> _Text excerpt_

Thursday, Jan 3, 2013 | House, Organizing, Parenting, Work, Writing |






transforming my office
This is my birthday gift from my dad. It’s still a work in progress, as you can see, but already I sense how it will alter and expand my space in this lovely little room.
When I first moved into my office, just over a year ago, I loved the blankness of the space, the empty walls, the echoing newness. I wanted to spend time in the room before building anything permanent into it — to see where the light fell, to see what was really missing or necessary.
I set up my wheelie computer desk, which I’ve been writing on since grad school, c. 1997; my chair; a plastic office organizer with drawers, formerly Kevin’s; my great-aunt Alice’s tiny rocking chair (she was a tiny woman); and a cast-off cupboard with doors, inside which I hid my piles of paper. After we got dogs this summer, the dog beds somehow migrated here too. The dogs love the heated floor and finding retreat from the constant attention of the children. (The children know to knock.)
It didn’t take long, really, for the blankness to be replaced by clutter.
And darned if I could no longer blame the clutter on other people — for the first time since about 1999, I had a space that was all mine. Which meant the mess was all mine too. The room began to seem small. Piles of books teetered atop stacks of paper. Soccer cleats took up residence on a windowsill. Framed artwork was stacked in the corner, facing the wall. Behind the doors of the cast-off cupboard, items became so crowded and sprawled as to be basically unfindable.
I couldn’t afford built-in shelves and desk, but thought maybe I could put my GG finalist earnings ($1000) toward Ikea shelves and a desk. And then my dad got wind of my plan. Before he became a professor of Anabaptist history, he seriously considered apprenticing as a carpenter instead. He used to make our Christmas gifts out of wood when we were kids. Now he’s retired. He’s got a wood-working studio in his garage. So he volunteered to take on the job of Carrie’s office.
I’ve been working in here for the first few days of this new year, still using the old wheelie desk, c. 1997, but with the architecture of the shelves in front of me, giving my eye some relief from the blank wall. I’ve been writing steadily. For my birthday, I bought myself Scrivener — no longer a trial version. This promises to be a big book. I’m not sure how big, but it seems quite big already and it’s not done yet. Oh, and it’s a novel. I’ve also started believing my character is a real historical figure, which is weird. I’m making her up but I feel like she really lived.
I’m imagining a hibernating winter with these shelves warm with books and pictures, the dogs in their beds, the clutter temporarily wrangled and contained. I imagine a filled space, and the comfortable march of words. I’ll be writing.
Monday, Dec 31, 2012 | Big Thoughts, The Juliet Stories, Word of the Year, Work, Writing |

I’ve been re-reading old blog posts. The photos are fun, but it’s the changes that are most remarkable to see in fast-forward (or fast-rewind).

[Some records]
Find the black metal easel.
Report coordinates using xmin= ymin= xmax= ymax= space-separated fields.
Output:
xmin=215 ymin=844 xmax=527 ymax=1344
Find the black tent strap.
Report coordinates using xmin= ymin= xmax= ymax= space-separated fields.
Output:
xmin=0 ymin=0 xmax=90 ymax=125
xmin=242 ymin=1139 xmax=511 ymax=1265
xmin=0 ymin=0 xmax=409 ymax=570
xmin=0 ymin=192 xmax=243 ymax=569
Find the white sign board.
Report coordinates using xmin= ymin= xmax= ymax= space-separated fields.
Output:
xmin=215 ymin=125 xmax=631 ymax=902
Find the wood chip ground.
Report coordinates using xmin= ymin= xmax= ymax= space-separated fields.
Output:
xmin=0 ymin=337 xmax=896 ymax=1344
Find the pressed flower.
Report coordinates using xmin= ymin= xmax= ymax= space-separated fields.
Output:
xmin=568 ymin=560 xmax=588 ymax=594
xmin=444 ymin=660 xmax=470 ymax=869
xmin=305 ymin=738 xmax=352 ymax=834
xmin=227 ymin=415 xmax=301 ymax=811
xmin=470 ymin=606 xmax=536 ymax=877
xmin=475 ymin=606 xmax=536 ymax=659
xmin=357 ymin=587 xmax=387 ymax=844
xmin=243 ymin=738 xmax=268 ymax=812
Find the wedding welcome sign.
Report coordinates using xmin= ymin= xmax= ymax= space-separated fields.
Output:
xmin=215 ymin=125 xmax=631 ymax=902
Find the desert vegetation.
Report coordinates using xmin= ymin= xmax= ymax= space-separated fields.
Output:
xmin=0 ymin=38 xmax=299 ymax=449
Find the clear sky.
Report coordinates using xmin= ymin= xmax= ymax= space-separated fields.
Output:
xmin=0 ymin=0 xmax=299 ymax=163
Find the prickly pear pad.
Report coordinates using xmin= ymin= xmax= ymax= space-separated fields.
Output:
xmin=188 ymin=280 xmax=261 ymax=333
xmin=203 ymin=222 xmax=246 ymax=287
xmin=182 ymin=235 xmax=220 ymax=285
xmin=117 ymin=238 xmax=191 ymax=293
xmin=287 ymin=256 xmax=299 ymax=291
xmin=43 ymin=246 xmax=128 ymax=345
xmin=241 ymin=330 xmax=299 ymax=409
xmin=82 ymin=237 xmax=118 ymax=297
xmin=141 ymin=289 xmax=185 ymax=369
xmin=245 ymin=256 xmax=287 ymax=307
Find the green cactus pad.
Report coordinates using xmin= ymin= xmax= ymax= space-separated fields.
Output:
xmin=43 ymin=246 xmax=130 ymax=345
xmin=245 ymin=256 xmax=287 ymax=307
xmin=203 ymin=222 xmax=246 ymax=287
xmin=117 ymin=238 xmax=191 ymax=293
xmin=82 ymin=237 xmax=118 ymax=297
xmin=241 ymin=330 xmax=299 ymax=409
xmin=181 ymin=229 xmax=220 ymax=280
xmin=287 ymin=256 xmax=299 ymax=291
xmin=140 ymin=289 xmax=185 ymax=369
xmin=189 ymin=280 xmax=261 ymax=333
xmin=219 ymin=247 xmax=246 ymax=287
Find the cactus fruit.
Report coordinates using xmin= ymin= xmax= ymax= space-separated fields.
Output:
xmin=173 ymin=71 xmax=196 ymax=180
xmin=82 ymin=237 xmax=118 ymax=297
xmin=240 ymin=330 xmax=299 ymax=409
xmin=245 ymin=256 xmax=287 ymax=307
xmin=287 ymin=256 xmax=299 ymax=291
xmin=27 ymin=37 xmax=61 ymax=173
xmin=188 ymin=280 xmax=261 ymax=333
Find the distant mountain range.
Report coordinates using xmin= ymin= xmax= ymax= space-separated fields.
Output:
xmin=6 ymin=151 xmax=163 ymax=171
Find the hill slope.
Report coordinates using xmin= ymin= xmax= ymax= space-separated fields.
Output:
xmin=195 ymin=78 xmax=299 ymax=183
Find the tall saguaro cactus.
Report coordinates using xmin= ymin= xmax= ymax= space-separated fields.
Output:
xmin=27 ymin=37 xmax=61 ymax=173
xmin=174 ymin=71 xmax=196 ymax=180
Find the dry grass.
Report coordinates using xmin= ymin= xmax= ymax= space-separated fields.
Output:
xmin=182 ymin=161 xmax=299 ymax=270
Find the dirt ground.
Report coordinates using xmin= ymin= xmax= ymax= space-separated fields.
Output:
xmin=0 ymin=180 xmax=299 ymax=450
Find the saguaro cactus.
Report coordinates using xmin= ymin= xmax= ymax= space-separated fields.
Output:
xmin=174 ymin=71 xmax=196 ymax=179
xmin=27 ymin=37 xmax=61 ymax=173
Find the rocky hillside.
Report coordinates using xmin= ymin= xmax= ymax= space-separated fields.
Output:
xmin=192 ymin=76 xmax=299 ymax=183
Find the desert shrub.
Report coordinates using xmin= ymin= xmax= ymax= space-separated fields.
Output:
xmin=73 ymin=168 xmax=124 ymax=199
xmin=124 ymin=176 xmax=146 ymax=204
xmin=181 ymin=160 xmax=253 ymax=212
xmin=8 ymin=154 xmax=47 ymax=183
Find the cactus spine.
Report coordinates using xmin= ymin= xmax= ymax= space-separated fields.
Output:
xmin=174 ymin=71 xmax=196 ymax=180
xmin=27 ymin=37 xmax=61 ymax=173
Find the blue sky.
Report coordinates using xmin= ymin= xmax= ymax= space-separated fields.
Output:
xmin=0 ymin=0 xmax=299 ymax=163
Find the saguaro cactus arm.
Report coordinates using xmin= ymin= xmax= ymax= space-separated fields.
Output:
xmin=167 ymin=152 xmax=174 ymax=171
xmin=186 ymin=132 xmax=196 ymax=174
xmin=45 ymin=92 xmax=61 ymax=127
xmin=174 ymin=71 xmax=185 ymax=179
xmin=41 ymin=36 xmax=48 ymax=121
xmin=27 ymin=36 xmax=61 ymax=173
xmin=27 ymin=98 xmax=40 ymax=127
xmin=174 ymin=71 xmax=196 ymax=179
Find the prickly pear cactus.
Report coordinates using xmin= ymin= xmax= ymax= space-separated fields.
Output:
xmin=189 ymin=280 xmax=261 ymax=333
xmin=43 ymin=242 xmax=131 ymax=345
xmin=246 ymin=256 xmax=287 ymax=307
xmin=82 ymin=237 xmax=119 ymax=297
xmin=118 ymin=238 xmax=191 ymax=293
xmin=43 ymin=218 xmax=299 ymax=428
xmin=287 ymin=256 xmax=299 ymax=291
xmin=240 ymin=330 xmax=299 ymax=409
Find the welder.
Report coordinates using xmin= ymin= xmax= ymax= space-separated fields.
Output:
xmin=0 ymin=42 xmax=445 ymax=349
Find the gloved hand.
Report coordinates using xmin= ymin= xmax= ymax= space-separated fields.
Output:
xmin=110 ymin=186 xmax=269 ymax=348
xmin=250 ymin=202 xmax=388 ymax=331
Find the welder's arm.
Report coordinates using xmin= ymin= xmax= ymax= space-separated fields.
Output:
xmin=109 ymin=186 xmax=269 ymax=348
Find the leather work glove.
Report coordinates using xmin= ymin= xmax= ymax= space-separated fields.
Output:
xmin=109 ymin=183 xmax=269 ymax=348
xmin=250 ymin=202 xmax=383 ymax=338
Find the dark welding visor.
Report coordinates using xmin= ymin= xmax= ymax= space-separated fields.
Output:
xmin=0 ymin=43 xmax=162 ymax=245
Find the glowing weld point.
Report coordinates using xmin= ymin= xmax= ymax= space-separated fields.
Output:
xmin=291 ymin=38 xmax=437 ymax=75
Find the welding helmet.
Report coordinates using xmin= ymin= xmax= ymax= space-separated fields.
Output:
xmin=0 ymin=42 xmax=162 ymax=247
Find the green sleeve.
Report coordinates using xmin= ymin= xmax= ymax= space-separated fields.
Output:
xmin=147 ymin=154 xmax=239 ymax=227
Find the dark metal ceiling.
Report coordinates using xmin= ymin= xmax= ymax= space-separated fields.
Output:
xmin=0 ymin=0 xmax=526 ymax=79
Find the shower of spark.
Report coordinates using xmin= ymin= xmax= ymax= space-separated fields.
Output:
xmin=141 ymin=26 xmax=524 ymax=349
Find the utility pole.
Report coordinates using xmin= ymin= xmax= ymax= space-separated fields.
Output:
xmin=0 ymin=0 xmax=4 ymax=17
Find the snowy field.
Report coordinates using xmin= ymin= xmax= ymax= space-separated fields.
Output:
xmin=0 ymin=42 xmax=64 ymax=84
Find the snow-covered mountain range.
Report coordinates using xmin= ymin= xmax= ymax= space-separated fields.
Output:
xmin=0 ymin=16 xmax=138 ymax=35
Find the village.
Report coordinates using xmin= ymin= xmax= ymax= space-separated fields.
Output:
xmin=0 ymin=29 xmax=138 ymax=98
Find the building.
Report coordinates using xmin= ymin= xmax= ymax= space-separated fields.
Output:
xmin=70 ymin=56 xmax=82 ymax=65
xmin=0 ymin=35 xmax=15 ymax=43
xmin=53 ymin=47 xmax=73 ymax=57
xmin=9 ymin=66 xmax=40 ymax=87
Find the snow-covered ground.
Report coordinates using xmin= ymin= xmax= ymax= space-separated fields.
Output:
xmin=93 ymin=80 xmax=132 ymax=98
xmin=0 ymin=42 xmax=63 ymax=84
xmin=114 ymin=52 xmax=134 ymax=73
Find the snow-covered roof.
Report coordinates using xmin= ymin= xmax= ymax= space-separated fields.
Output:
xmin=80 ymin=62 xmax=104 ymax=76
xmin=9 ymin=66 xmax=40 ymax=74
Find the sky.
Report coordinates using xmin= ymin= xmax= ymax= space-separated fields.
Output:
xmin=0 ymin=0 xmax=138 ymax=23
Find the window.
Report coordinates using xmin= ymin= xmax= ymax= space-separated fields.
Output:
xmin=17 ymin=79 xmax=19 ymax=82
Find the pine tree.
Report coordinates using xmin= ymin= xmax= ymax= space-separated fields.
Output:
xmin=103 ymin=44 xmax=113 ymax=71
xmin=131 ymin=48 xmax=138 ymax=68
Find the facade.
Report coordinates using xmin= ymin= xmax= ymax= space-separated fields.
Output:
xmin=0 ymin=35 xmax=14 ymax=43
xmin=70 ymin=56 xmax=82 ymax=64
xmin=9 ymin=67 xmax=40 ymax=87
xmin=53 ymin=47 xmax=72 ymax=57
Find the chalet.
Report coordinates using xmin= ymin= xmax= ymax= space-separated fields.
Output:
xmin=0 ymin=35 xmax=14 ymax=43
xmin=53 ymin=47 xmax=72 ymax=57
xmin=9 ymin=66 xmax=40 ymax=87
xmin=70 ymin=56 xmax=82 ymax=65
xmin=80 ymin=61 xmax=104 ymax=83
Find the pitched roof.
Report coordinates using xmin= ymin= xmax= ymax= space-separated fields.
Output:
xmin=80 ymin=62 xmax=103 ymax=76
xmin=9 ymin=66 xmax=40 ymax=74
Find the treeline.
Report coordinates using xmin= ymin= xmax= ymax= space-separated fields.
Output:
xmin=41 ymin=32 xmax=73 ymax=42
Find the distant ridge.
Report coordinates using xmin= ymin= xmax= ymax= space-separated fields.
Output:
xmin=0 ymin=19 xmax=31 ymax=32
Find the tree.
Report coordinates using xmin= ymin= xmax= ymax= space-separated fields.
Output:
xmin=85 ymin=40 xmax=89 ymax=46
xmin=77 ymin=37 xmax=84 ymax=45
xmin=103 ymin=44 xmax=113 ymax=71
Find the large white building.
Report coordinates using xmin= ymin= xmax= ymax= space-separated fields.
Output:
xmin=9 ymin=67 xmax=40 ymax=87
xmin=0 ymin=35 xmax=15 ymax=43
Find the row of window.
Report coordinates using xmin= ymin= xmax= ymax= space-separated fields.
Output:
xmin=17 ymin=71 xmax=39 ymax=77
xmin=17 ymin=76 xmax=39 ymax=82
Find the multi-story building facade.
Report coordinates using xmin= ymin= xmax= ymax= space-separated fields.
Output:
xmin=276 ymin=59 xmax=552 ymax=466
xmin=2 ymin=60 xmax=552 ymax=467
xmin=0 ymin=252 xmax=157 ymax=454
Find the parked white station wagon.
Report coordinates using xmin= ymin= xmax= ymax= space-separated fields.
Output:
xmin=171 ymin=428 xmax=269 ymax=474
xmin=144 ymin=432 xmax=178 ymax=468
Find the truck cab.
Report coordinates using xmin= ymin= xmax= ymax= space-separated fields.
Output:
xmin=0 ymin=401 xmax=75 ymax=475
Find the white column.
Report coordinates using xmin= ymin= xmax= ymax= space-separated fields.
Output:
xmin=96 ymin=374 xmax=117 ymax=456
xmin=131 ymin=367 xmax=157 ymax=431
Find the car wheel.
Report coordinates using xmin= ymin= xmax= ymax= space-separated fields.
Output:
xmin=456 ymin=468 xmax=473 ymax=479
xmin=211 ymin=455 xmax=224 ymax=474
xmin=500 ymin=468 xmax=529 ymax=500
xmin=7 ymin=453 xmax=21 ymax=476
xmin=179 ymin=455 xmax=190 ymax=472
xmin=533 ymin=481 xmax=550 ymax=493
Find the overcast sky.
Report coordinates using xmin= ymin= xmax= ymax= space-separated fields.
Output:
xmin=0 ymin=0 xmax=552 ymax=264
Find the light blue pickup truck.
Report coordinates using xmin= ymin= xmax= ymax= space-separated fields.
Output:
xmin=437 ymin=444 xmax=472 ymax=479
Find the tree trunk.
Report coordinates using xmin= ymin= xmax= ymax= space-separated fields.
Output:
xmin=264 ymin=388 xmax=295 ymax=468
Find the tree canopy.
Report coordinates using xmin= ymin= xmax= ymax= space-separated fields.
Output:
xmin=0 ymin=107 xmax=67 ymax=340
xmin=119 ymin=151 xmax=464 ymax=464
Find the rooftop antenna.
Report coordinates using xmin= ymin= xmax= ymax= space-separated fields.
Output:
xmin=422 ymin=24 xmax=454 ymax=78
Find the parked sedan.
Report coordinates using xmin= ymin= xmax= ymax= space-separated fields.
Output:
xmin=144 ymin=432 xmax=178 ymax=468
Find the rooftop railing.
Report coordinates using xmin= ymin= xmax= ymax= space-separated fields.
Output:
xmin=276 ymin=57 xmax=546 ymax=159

> _Problems and tasks_
(1) In the entries, change "pine tree" to "evergreen tree" throughout the part that opens with the line containing "Find the pine tree." and closes with the line containing "xmin=131 ymin=48 xmax=138 ymax=68". Give back only those lines, with everything else unchanged.
(2) Go on with the blog posts about the writer's office and writing from the point where they stop.

> _Answers to the exercises_
(1)
Find the evergreen tree.
Report coordinates using xmin= ymin= xmax= ymax= space-separated fields.
Output:
xmin=103 ymin=44 xmax=113 ymax=71
xmin=131 ymin=48 xmax=138 ymax=68

(2)
Consider the post from Monday, May 18, 2009, titled “On Endings,” which seems rather appropriate for this last day of 2012. In this post, I’m writing about trying to finish a story, one that would become, in one way another, part of The Juliet Stories. I am amazed by my own resolve under circumstances that look, from this vantage point, very difficult indeed. My youngest was not-quite-fourteen-months. My eldest was not-quite-eight. I was home with the littlest children full-time, and I was finding it trying. Kevin was recovering from a broken knee. Friends had been bringing us meals (bless you, friends!). We’d had “the barfing thing” four times in four months. I was sleeping sporadically, still nursing at night. I must have been utterly exhausted. No time for exercise, no time even to imagine exercise — who could get up early after being woken half the night?
And yet, I was writing.
There was no guarantee that what I was writing would become anything anyone would ever want to read, let alone publish, let alone nominate for a major prize. I was writing because I had to write this particular story, in this particular way. I was doing what I had to do, and if there is a lesson in here, it is simply do what you have to do. Don’t look for reasons not to do the things you have to do. Come alive. Do! I think that even if that story I was writing had not turned into The Juliet Stories, it would have been worth writing, because it brought me hope, because it gave me space and allowed me to dream.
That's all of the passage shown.